**Data to process**
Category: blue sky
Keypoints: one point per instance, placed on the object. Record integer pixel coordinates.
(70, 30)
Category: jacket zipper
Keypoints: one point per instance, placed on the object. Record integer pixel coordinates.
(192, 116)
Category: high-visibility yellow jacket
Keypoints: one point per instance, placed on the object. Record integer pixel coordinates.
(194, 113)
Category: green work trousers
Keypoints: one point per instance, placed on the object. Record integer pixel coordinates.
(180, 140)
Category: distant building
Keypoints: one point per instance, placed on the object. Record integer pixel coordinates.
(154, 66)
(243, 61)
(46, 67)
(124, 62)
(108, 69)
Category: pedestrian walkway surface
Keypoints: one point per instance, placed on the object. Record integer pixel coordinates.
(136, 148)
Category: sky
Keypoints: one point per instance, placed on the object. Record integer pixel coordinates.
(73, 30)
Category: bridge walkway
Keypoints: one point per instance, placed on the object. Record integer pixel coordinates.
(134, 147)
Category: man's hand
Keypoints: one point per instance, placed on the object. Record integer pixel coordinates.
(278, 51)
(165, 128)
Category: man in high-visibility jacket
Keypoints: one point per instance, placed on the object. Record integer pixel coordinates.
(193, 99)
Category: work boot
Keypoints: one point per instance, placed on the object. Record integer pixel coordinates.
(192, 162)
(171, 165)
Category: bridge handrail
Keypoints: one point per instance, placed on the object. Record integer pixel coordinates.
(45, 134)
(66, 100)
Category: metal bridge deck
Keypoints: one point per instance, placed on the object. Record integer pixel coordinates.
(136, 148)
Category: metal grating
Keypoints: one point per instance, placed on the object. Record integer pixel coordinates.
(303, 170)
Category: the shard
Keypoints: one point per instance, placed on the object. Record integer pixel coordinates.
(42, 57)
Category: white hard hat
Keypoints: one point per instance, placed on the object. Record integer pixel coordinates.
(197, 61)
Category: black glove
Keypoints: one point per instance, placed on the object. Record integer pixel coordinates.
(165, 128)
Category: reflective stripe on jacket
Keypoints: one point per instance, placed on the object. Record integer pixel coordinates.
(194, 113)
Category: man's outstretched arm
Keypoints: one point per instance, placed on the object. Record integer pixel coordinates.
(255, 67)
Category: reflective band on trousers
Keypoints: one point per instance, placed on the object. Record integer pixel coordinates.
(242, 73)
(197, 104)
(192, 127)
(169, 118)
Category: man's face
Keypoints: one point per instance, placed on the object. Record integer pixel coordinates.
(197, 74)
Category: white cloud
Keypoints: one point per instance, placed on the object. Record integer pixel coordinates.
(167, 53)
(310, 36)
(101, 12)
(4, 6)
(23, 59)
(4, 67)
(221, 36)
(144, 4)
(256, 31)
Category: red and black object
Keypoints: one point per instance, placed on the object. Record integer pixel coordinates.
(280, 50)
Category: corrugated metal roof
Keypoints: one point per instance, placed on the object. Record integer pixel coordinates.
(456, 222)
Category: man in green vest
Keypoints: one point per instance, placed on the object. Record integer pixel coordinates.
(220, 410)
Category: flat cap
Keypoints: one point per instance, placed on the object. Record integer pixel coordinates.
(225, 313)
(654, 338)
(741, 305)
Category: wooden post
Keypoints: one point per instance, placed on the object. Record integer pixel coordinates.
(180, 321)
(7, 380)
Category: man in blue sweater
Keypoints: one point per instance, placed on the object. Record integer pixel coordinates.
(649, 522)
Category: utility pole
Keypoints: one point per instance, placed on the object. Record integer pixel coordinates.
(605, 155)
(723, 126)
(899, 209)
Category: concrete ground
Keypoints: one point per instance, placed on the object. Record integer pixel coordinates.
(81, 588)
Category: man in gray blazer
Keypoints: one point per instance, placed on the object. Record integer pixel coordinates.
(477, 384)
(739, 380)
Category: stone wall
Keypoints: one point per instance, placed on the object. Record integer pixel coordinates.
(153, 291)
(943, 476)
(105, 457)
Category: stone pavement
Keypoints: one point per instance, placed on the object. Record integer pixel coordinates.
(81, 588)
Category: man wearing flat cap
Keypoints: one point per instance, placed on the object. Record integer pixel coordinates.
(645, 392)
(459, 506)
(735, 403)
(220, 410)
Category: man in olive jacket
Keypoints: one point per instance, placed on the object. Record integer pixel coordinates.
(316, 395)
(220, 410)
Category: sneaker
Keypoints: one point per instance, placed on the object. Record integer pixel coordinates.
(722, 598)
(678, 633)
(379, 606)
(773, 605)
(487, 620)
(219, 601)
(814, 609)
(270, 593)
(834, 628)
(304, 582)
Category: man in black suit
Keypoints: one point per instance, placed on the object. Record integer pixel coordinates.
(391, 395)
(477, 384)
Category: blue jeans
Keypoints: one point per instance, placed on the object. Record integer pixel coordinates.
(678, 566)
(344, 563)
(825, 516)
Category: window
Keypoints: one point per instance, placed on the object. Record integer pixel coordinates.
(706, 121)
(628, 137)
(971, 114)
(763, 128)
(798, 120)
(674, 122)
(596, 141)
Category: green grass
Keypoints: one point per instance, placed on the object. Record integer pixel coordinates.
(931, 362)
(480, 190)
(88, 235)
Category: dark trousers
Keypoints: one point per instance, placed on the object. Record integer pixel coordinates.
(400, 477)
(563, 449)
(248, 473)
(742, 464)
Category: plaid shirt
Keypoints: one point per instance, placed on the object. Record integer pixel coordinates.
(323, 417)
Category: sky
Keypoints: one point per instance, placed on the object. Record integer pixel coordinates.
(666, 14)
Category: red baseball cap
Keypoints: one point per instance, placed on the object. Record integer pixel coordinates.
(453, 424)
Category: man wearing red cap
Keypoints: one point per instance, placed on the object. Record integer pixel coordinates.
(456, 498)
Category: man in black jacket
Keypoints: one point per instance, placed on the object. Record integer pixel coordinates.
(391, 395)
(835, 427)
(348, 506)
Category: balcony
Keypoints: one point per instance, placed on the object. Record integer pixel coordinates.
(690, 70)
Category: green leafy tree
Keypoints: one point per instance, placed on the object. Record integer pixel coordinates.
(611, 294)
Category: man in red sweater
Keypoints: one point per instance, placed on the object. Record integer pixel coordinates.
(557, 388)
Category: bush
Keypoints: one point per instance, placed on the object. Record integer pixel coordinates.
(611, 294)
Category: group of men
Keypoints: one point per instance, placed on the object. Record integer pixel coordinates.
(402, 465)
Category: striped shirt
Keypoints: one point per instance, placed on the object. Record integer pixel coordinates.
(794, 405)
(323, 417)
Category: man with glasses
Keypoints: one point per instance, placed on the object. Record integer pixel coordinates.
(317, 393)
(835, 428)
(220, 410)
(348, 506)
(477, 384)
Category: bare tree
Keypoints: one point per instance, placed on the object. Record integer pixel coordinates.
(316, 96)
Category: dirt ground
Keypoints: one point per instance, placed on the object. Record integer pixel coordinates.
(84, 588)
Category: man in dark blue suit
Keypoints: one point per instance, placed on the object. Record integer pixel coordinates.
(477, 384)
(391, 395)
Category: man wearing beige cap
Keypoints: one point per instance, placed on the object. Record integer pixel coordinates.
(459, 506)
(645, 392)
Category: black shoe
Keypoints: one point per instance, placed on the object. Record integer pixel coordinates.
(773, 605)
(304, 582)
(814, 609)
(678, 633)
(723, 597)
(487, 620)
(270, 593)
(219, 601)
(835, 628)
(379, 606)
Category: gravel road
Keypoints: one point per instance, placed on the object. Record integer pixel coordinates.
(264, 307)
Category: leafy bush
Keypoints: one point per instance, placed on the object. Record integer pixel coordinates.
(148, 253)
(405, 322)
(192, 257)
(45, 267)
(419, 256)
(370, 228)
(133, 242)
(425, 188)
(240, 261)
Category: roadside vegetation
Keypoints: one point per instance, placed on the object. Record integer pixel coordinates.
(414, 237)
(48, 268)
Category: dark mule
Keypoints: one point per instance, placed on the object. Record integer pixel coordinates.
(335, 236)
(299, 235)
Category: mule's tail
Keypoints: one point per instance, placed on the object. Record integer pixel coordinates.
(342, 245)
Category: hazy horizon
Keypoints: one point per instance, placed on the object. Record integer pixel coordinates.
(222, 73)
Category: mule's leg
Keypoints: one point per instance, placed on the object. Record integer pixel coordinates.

**Goal of the exercise**
Through the last line of the entries above, beginning at the line containing "Category: gravel road", transcribe each line exactly, both ends included and nothing more.

**Correct answer**
Category: gravel road
Keypoints: one point per instance, placed on the object. Record integer pixel coordinates.
(264, 307)
Category: leafy bush
Keypoints: one point per instance, placed on the object. Record integer pixel coordinates.
(148, 253)
(405, 322)
(192, 257)
(45, 267)
(419, 256)
(370, 228)
(133, 242)
(425, 188)
(240, 261)
Category: roadside vegetation
Keypoints: one point per instance, placed on the object. Record integer pixel coordinates.
(414, 237)
(48, 268)
Category: dark mule
Keypoints: one point per instance, placed on the object. Record integer pixel coordinates.
(335, 236)
(299, 235)
Category: mule's tail
Keypoints: one point per instance, placed on the object. Record integer pixel coordinates.
(342, 245)
Category: hazy horizon
Keypoints: one point per instance, placed on the object. Record integer pixel coordinates.
(222, 73)
Category: mule's leg
Keypoints: one point per instance, placed on the object. Record integer pixel coordinates.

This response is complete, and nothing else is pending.